**Source**
## START
Encrypted dataset reads: Poor performance + WebUI inaccessible

lvz

Cadet
Joined
Apr 30, 2023
Messages
4
Hi,

I'm seeing large slowdowns when reading files from encrypted datasets. When this happens, the TrueNAS WebUI becomes completely inaccessible (I see "Waiting for Active TrueNAS controller to come up..." during the entirety of the transfer). Also, while the CPU (6C 12T) is showing very little usage, the system load jumps up to 16+ (normally when idle it's below 1).

I don't see this slowdown when copying files from unencrypted datasets, even when the destination is an encrypted dataset.

Here's a summary of the behavior (60 GB data transfer between datasets):
  1. unencrypted->unencrypted (within same dataset): 125MB/s
  2. unencrypted->encrypted: 121MB/s
  3. encrypted->encrypted (within same dataset): 18MB/s + inaccessible WebUI
  4. encrypted->unencrypted: 23MB/s + inaccessible WebUI

Does anyone have any ideas as to why I'm seeing the slowdown? Are there any tweaks I can try that might help?
## END
**Request 1**
Turn every line of the records into a numbered list, leaving out blank lines and the pictures.
The records have nothing to do with the thread about slow encrypted dataset reads.

**Listed records**
## START
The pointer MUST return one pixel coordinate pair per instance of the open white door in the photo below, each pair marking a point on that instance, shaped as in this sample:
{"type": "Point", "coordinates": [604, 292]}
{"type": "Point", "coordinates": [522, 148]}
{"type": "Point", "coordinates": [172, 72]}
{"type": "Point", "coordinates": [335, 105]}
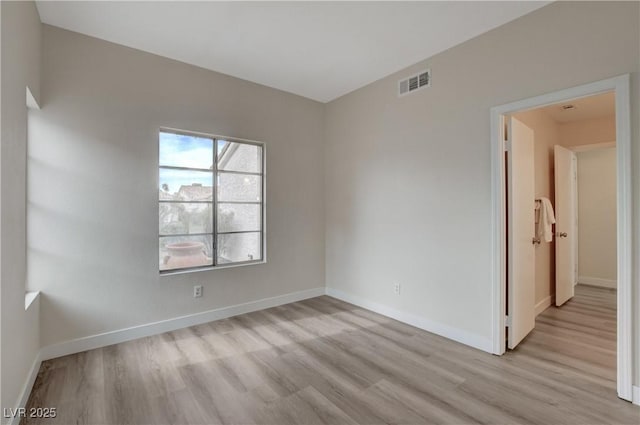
## END
**Request 2**
Copy the encrypted dataset thread word for word from "Encrypted dataset reads: Poor" to "an encrypted dataset.".

**Full solution 1**
1. The pointer MUST return one pixel coordinate pair per instance of the open white door in the photo below, each pair marking a point on that instance, shaped as in this sample:
2. {"type": "Point", "coordinates": [604, 292]}
3. {"type": "Point", "coordinates": [522, 148]}
4. {"type": "Point", "coordinates": [172, 72]}
5. {"type": "Point", "coordinates": [335, 105]}

**Full solution 2**
Encrypted dataset reads: Poor performance + WebUI inaccessible

lvz

Cadet
Joined
Apr 30, 2023
Messages
4
Hi,

I'm seeing large slowdowns when reading files from encrypted datasets. When this happens, the TrueNAS WebUI becomes completely inaccessible (I see "Waiting for Active TrueNAS controller to come up..." during the entirety of the transfer). Also, while the CPU (6C 12T) is showing very little usage, the system load jumps up to 16+ (normally when idle it's below 1).

I don't see this slowdown when copying files from unencrypted datasets, even when the destination is an encrypted dataset.